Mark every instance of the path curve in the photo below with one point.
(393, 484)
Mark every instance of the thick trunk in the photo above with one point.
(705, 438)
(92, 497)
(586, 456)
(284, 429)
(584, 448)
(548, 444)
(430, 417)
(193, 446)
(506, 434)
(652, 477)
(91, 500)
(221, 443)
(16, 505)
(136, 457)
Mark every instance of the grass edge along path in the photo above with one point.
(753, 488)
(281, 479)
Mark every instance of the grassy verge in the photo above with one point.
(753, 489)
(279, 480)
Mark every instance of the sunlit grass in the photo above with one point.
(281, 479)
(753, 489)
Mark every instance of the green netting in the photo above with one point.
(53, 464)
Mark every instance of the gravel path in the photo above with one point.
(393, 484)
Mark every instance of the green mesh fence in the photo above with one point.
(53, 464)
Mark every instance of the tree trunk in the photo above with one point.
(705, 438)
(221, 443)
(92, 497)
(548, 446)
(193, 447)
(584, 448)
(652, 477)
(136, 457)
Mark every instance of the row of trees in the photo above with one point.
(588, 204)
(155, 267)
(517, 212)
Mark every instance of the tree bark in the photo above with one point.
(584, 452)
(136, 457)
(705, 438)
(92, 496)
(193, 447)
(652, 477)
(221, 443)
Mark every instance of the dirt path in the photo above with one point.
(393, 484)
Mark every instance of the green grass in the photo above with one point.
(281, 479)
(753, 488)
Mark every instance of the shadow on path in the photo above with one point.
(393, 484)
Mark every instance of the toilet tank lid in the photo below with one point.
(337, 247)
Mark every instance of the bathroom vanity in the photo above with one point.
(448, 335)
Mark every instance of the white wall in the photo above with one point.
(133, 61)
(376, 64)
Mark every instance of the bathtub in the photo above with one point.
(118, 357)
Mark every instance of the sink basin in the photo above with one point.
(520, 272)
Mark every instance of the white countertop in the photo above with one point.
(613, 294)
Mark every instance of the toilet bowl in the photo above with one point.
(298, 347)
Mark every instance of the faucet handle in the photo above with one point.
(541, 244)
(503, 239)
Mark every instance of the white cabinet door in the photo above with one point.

WRITTEN EXERCISE |
Give again, unchanged, the stretch of the items from the line containing "Mark every instance of the toilet bowl" through the last line of the items.

OUTPUT |
Mark every instance of the toilet bowl in the photo above with one point.
(298, 347)
Mark every instance of the faucet handle in the photo above with one point.
(541, 244)
(503, 239)
Mark every instance of the white cabinet door in the photo above with one point.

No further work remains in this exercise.